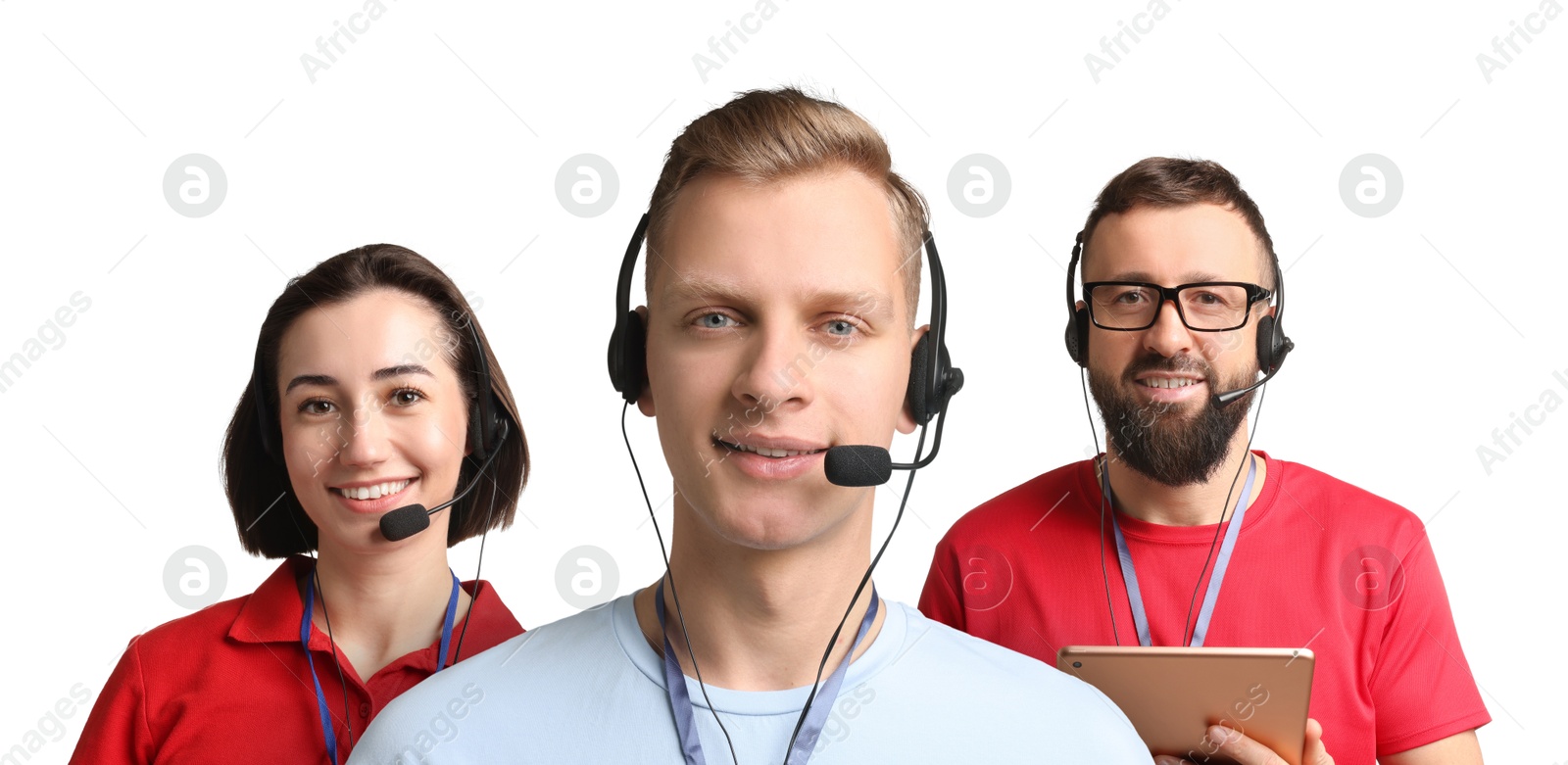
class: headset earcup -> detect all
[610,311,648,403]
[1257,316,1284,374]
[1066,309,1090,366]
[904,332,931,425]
...
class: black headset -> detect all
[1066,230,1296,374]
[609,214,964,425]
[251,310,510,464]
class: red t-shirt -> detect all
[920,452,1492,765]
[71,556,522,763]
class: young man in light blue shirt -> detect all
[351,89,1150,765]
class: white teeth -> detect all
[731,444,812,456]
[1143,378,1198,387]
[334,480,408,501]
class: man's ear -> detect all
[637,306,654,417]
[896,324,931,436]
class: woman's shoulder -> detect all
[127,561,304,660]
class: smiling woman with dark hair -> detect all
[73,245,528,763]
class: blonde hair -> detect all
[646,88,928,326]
---
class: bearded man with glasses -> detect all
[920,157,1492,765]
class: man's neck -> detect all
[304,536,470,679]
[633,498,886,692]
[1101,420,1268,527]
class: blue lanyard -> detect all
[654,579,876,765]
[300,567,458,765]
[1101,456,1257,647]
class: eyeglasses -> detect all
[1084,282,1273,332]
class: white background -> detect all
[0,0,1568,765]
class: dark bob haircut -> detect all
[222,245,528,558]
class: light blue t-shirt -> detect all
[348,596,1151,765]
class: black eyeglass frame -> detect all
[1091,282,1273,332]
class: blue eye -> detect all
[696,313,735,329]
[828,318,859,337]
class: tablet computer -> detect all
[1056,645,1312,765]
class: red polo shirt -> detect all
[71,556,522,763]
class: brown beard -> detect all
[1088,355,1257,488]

TASK OBJECTIVE =>
Reproduce the data verbatim from the line with "class: man's ear -> detect all" to the line with "[646,88,928,326]", and give nothing else.

RESULT =>
class: man's ear -> detect all
[637,306,654,417]
[896,324,931,436]
class: woman's shoulder -> detect all
[127,561,304,660]
class: smiling woman with dark hair -> detect all
[73,245,528,763]
class: blonde hair -> detect all
[646,88,928,326]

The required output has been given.